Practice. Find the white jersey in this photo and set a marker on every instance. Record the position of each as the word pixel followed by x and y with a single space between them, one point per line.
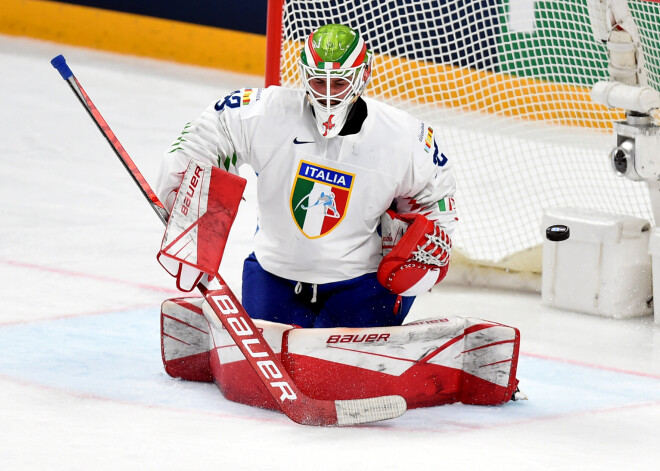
pixel 319 200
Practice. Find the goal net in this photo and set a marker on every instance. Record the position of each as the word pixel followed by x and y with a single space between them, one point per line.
pixel 506 86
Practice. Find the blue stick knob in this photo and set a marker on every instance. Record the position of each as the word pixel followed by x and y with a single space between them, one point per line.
pixel 59 63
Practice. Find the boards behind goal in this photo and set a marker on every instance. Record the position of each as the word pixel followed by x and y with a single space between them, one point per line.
pixel 506 86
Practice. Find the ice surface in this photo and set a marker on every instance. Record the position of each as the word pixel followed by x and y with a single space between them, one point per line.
pixel 81 380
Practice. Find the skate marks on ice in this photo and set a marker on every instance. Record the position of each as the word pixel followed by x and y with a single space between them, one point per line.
pixel 116 356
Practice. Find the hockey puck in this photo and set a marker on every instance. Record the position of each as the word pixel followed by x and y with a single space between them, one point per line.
pixel 557 233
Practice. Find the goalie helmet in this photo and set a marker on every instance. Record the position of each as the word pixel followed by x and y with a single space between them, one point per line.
pixel 335 66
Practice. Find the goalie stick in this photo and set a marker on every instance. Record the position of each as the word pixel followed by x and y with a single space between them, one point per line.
pixel 231 314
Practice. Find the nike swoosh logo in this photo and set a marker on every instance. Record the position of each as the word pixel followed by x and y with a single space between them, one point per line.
pixel 296 141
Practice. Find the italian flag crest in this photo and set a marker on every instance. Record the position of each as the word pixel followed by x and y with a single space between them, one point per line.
pixel 319 198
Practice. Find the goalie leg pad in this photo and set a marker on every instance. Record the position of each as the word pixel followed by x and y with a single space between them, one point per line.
pixel 185 340
pixel 429 363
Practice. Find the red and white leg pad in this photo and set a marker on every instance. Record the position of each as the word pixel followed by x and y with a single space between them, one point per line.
pixel 431 362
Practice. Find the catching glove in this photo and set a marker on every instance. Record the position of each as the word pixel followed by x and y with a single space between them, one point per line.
pixel 416 253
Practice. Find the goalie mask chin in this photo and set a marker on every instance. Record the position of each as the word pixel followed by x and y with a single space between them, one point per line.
pixel 335 66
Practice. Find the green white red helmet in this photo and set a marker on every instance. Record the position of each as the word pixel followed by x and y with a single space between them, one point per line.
pixel 335 66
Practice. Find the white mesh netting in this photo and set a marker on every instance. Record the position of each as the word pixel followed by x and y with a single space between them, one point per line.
pixel 506 88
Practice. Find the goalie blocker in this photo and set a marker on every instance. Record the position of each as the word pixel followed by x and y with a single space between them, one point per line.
pixel 430 362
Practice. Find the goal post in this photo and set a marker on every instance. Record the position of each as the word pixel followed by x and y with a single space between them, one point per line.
pixel 506 85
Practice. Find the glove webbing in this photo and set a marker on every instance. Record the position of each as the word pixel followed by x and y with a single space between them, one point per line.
pixel 438 241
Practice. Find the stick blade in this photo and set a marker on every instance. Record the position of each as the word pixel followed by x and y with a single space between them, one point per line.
pixel 361 411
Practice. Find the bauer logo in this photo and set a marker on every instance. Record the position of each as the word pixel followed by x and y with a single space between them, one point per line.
pixel 319 198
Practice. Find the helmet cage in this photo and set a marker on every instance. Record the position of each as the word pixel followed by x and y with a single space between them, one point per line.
pixel 336 96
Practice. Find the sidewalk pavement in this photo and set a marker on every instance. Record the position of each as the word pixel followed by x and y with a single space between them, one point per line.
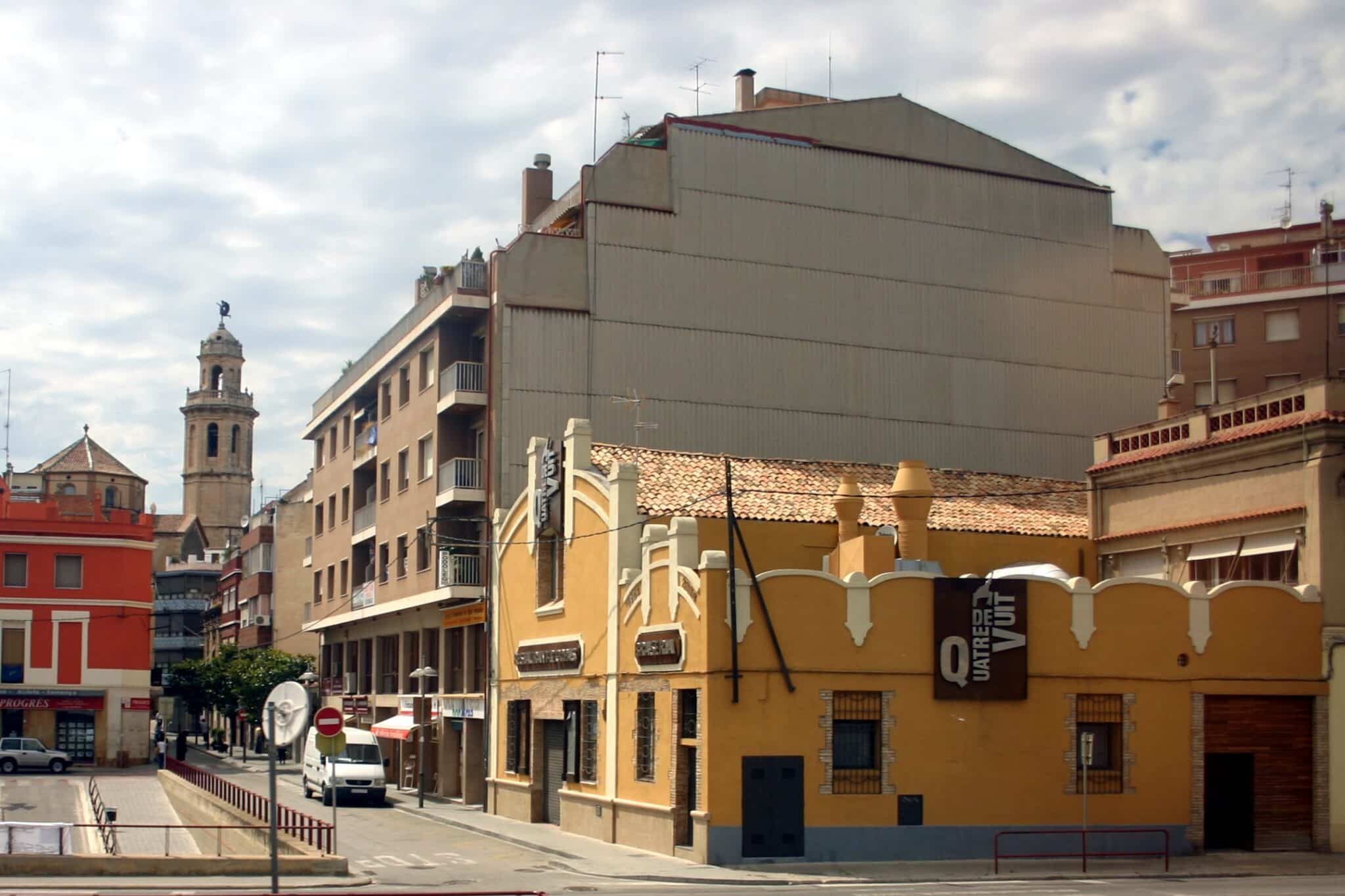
pixel 585 856
pixel 139 800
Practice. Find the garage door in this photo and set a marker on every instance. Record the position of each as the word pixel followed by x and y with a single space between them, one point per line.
pixel 1259 758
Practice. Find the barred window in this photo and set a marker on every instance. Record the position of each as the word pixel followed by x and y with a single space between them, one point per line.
pixel 1102 716
pixel 857 742
pixel 645 738
pixel 588 758
pixel 516 748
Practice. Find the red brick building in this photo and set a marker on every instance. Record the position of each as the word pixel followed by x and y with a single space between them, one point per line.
pixel 76 618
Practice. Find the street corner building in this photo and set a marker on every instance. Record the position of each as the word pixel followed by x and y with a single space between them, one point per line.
pixel 76 606
pixel 904 667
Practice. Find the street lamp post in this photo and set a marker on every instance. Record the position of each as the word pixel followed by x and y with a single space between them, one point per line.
pixel 422 675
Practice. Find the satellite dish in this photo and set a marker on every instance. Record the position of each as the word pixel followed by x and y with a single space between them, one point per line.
pixel 291 711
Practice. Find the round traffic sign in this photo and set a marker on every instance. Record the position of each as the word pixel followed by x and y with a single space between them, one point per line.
pixel 328 721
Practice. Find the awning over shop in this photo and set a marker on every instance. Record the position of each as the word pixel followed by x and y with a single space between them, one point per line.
pixel 396 729
pixel 1208 550
pixel 1269 543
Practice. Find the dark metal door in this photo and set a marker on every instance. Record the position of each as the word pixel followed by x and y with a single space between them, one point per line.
pixel 772 806
pixel 1229 801
pixel 553 769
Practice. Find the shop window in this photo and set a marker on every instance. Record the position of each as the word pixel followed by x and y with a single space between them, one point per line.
pixel 11 656
pixel 645 736
pixel 16 570
pixel 550 568
pixel 857 742
pixel 69 571
pixel 588 747
pixel 1101 715
pixel 517 743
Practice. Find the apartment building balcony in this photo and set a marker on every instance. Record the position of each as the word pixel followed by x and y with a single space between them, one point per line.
pixel 366 448
pixel 1245 278
pixel 178 641
pixel 363 524
pixel 462 387
pixel 182 605
pixel 462 479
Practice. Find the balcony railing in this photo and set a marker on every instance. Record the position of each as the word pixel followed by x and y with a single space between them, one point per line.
pixel 178 641
pixel 462 377
pixel 459 568
pixel 366 444
pixel 1234 282
pixel 460 473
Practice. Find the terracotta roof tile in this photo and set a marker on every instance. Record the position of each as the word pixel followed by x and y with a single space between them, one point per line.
pixel 1211 521
pixel 1223 437
pixel 84 456
pixel 677 482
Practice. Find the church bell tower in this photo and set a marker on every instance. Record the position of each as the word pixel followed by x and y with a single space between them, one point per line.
pixel 218 440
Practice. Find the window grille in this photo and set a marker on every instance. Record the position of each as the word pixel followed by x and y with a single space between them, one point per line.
pixel 1102 715
pixel 857 742
pixel 645 738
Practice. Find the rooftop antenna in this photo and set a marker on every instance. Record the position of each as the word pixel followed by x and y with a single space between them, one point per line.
pixel 598 61
pixel 699 85
pixel 635 400
pixel 1286 211
pixel 9 385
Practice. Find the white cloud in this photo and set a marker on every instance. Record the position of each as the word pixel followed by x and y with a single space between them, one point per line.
pixel 304 160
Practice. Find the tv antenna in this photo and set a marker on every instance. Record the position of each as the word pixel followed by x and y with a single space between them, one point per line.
pixel 1286 211
pixel 598 62
pixel 9 385
pixel 635 400
pixel 699 85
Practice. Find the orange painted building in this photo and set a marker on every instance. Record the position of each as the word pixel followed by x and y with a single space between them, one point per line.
pixel 845 698
pixel 76 603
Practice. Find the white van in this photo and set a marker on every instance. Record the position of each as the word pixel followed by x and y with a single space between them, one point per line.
pixel 357 773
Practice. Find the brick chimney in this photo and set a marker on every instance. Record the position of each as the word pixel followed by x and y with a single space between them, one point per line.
pixel 537 187
pixel 744 91
pixel 912 496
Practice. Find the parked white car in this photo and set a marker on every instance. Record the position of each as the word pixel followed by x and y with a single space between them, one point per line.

-*-

[Description of the task]:
Rewrite all of the material above with "set a marker" changed to "place a dot" everywhere and nothing else altered. Leave out the pictures.

[Full response]:
Practice. Find the white jersey in this photo and place a dot on every instance. Record the position of each as the word pixel followed by x and y with a single space between them, one point per line.
pixel 319 200
Practice. Find the goal net in this photo and place a dot on every instance. Record the position of each as the word pixel followed by x and y with a single space between them, one point per line.
pixel 506 86
Practice. Find the blue stick knob in this photo and place a dot on every instance. Record the position of each as the word pixel followed by x and y with a single space between them, one point per line.
pixel 59 63
Practice. Find the boards behind goal in this photo and place a dot on every instance. Record the position of each as the word pixel followed by x and y with a single space between them, one point per line.
pixel 506 86
Practice. Find the ice surface in this photo and place a dot on every instance. Record the position of each as the word pixel followed by x and y with a single space between them, one point per line.
pixel 81 380
Practice. Find the skate marks on ice in this photo and place a dot on every instance. Record the position of each as the word pixel followed by x and y with a single space between them, one point per line.
pixel 116 356
Practice. Find the hockey puck in this photo and place a dot on every instance. Record the position of each as the word pixel followed by x and y with a single space between them, one point per line.
pixel 557 233
Practice. Find the goalie helmet in this photo and place a dot on every instance. Record the position of each as the word pixel followed by x and y with a single space between them, one point per line.
pixel 335 66
Practice. Find the goalie stick in this photo and place a dot on every instance. Record the position of each as the word pixel followed by x and y with a single space between them, one point per line.
pixel 231 314
Practice. Find the nike swoosh logo in this photo and place a dot on every instance. Record the position of each as the word pixel followed by x and y with a single space between them, one point per line.
pixel 296 141
Practice. Find the italian flag crest in this photo and place a dot on every instance. Record the position of each as the word pixel followed by x and y with a single space between them, one point per line.
pixel 319 198
Practice. Find the goalie leg pad in this photo and place a dot on every instance. Record the position of each as the word pixel followed by x and y with a single space between them, one point per line.
pixel 185 340
pixel 429 363
Practice. Find the red and white leg pad in this photo and place a dot on every instance. Record the position of each as the word pixel followed by x and y with a single space between them, one point per line.
pixel 431 362
Practice. Find the catching glove in this photo and place a dot on every instance. Record the position of each as the word pixel followed by x and y with a single space between them, one point per line.
pixel 416 253
Practice. Find the goalie mask chin in this photo and place a dot on every instance. Record the position of each as the word pixel followed by x and y with a single space between them, one point per line.
pixel 335 66
Practice. Find the green white red helmet in this photo and place a dot on every instance. Record the position of each as the word pixel followed by x and y with a single space between them, one point per line.
pixel 335 66
Practice. Find the white mesh netting in this photo and place a dot on every instance. Record the position of each as the word pixel followed by x and y with a single space between them, one point per line.
pixel 506 88
Practice. Find the goalie blocker in this photo and place a dot on every instance. Record the position of each as the word pixel followed by x and y with a single space between them, one point per line.
pixel 430 362
Practice. Find the goal post in this photo and place a dot on every instance. Record the position of each as the word pixel followed by x and y with a single space between them, one point per line.
pixel 506 85
Practice. Find the glove webbing in this photo and place a dot on every instance. Record the position of each as the word pixel followed by x and y with a single space between them, one point per line.
pixel 438 241
Practice. Find the stick blade in this photo and place a dot on every instance. Record the position of each as the word pixel followed by x and y with a single space between them, one point per line.
pixel 361 411
Practice. Find the bauer logo in this photo and place a dot on every instance. Record the position of each as the word pixel followed by x and y with a single space between them, one point per line.
pixel 319 198
Practice. Find the helmet cage in this photo and place a dot on every instance. Record the position of each as the word pixel followed by x and y with a single space between them, one point per line.
pixel 336 96
Practice. Find the sidewalk pavement in this photo and place a dot on every instance. Record the position of each as the word pixel followed by x and y with a single space between them, one point per line.
pixel 585 856
pixel 139 800
Practice. Find the garage door in this photo and place a dot on every instance. Record the position of each as the word pixel followed by x and y with a single space between them, one point per line.
pixel 1259 758
Practice. Find the barred window in this photo and place a dot on every instance. Record the position of each as the word pixel followed by x and y with a single space between them, one point per line.
pixel 1102 716
pixel 857 742
pixel 645 738
pixel 588 758
pixel 516 748
Practice. Find the red brick building in this photo and place a dot on every instance. Record the position of each as the word pixel followed by x and y with a single space between them, one point per line.
pixel 76 618
Practice. Find the street corner building in this photo and place a dot on every instance. Record the position of each as the word pixel followed by x and y with a single space between them, one point per line.
pixel 76 606
pixel 904 667
Practice. Find the street lamp post in this photo and place a dot on every instance. Record the position of each as the word pixel followed by x and y with a single space between them, one point per line.
pixel 422 675
Practice. Find the satellite dish in this photo and place a dot on every instance. Record the position of each as the word pixel followed by x and y with a single space between them, one point per line.
pixel 291 711
Practice. Find the round traffic sign in this photo and place a dot on every instance. Record the position of each as the word pixel followed by x and y with a single space between them, one point per line.
pixel 328 721
Practice. Find the awning over shop in this photo and place a dot on every instance. Record the position of each as the word pixel followed by x and y with a single space between them, one point per line.
pixel 396 729
pixel 1208 550
pixel 1269 543
Practice. Find the dark metal door in this photo and place a dot on every instance. Record the position of each as the word pixel followed by x and y with a single space between them, one point per line.
pixel 772 806
pixel 1229 801
pixel 553 769
Practice. Find the shop window in this photo and place a dot on every instance. Record the position of each as the word pixel followed by x and y with a single space between them, one point per line.
pixel 11 656
pixel 645 736
pixel 16 570
pixel 550 568
pixel 857 742
pixel 69 571
pixel 588 747
pixel 1101 715
pixel 517 743
Practice. Find the apartment building balcony in this photo and place a dot on every instance. Record the position of each as the word pixel followed by x and y with a single space between them, one point per line.
pixel 366 448
pixel 1245 278
pixel 178 641
pixel 363 524
pixel 462 387
pixel 182 605
pixel 462 479
Practice. Find the balcony railing in this photo and place a dot on every instance. Record the position of each as the word pixel followed by x and y with a single space between them, one point per line.
pixel 178 641
pixel 462 377
pixel 459 568
pixel 366 444
pixel 1234 282
pixel 460 473
Practice. Find the terracotta roof tile in this photo and place a dot on every instance. Record the position of each as the word pixel followed by x and y with a single space between them, one point per line.
pixel 1211 521
pixel 1223 437
pixel 84 456
pixel 677 482
Practice. Find the church bell tower in this photo and place a dot on every instance. Record the position of each as the word pixel followed by x and y with a single space between them, one point per line.
pixel 218 440
Practice. Find the window grille in this photo and place a dot on every instance. Record the position of each as the word pixel followed by x and y with a single space between them, one point per line.
pixel 1102 715
pixel 857 742
pixel 645 738
Practice. Find the rooftop antenna in this photo and place a dot on every instance. Record the position of each as the word pixel followed by x and y with a single space between them, one point per line.
pixel 598 61
pixel 699 85
pixel 635 400
pixel 1286 211
pixel 9 385
Practice. Find the white cloud in this photo and place a dot on every instance. Record the position of each as the word pixel followed by x and y with a single space between them, one point per line.
pixel 304 160
Practice. Find the tv antenna in this photo and place a dot on every instance. Record the position of each as the word pixel followed by x and y with a single space between them, one point per line.
pixel 1286 211
pixel 598 62
pixel 9 385
pixel 635 400
pixel 699 85
Practice. Find the orange painted building in this photo and place a dot on every instance. Record the position of each as the word pixel followed by x and y with a single space between them, one point per line.
pixel 845 698
pixel 76 603
Practice. Find the white van in this photo and place a dot on every instance. Record the position of each as the word pixel followed by x and y with a single space between them, one point per line.
pixel 357 773
Practice. Find the brick chimney in this photo and place a dot on every instance. Record the position of each as the word pixel followed by x and y with a single space between them, one point per line.
pixel 537 187
pixel 744 91
pixel 912 496
Practice. Find the parked white car in this photo and place a dot on every instance. Record the position of each as the word pixel followed by x and y with a single space between them, one point per line.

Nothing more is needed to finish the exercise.